:: Objectives ::
a: In the forum thread on keeping rats and guinea pigs, reproduce the passage starting at the words "Trying to be" and stopping after "them walk by.".
b: In the thread about keeping rats and guinea pigs in one room, why does the reply from Rat Daddy worry that the rats aren't getting out enough? Answer in one to three sentences.
c: Answer these questions from the thread about rats and guinea pigs:
(i) How old are the two new male rats?
(ii) What do wild rats often do to other small animals?
(iii) What name is signed at the end of the first post?
━━━━━ Document section ━━━━━
# Keeping rats and guinea pigs in same room?



## gal5150 (Aug 14, 2012)

We have 2 new male rats, 5 weeks old, and 2 female adolescent guinea pigs. Wondering if after quarentine and we're sure the rats are healthy we can move thier cage into the same room as the guinea pig enclosure for a few hours in the afternoon and then again in the evening for a few hours, as this room gets decent traffic and the rats would get more "walk by" attention than in thier current room. They will have NO free range time or direct contact with the guinea pigs ever.

Will this stress everyone out too much? Now the stupid question, will it bother the rattie boys to be in the same room when the guinea pig girls are in heat? I know they are different species, but just had to ask. 

Trying to be a good, and informed owner!
Sarah


----------



## Rat Daddy (Sep 25, 2011)

Wild rats have issues with other small animals, often eating them, but I don't know of any cases where domestic ratties prey on guinea pigs. I can be pretty certain that most ratties won't be too stressed by the guinea pigs in the same room maybe even sharing supervised free range time in a large room, I can't say how the piggies would feel about it though.

For the most part I recommend that ratties spend as little time in their cage as possible and the phrasing of your question concerns me that your rats aren't getting out enough if you are moving their cage to another room to see walk by traffic. Ratties really prefer to play with people more than to watch them walk by.

In any case, good luck with your ratties and piggies.
━━━━━ Data rows ━━━━━
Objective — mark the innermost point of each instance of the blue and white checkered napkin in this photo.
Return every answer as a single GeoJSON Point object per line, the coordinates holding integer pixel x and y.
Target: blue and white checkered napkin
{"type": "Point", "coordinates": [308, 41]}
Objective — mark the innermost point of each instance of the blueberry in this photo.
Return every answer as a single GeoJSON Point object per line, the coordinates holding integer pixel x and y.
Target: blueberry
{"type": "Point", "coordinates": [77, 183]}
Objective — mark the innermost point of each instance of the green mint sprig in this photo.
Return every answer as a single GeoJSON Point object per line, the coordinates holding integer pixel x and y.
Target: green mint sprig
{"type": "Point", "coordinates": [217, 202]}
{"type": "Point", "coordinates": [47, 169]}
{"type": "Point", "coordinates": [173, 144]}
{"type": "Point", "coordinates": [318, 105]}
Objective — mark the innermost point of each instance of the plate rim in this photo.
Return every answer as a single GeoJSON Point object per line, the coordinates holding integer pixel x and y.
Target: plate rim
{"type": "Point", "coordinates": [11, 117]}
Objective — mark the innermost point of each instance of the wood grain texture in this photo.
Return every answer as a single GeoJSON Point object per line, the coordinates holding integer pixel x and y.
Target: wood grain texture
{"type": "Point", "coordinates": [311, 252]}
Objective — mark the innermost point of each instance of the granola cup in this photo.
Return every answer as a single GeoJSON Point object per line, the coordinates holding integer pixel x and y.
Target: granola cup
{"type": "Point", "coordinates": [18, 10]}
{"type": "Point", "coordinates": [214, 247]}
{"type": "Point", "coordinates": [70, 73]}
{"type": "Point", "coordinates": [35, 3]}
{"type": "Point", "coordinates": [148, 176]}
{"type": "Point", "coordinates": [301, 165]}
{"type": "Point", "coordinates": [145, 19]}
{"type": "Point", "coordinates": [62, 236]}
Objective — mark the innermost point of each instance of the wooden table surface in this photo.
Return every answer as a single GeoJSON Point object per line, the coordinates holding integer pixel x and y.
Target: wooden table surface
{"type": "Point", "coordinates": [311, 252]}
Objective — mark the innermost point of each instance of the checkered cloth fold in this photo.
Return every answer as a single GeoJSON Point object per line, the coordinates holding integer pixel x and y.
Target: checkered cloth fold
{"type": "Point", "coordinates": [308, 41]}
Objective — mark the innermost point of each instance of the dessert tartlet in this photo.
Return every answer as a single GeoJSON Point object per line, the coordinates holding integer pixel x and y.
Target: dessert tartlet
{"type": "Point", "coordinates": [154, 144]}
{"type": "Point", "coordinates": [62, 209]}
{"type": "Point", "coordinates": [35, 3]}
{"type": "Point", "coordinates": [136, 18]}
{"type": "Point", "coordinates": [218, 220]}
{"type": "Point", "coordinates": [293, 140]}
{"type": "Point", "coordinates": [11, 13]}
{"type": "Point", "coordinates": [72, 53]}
━━━━━
:: Results of the exercise ::
a:
Trying to be a good, and informed owner!
Sarah


----------



## Rat Daddy (Sep 25, 2011)

Wild rats have issues with other small animals, often eating them, but I don't know of any cases where domestic ratties prey on guinea pigs. I can be pretty certain that most ratties won't be too stressed by the guinea pigs in the same room maybe even sharing supervised free range time in a large room, I can't say how the piggies would feel about it though.

For the most part I recommend that ratties spend as little time in their cage as possible and the phrasing of your question concerns me that your rats aren't getting out enough if you are moving their cage to another room to see walk by traffic. Ratties really prefer to play with people more than to watch them walk by.

b: The first post's plan to move the rats' cage to another room so they can watch people walk by suggests they spend too much time caged. Rat Daddy recommends that rats spend as little time in their cage as possible, because they would much rather play with people than watch them pass.

c:
(i) 5 weeks old.
(ii) They often eat them.
(iii) Sarah.